> Task directions
Please copy every line of the records below without changing anything.

> Entries supplied
···

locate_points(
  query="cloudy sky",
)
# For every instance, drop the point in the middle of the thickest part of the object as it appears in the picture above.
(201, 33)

···

> The reply
locate_points(
  query="cloudy sky",
)
# For every instance, drop the point in the middle of the thickest part of the object as it appears in the picture above.
(201, 33)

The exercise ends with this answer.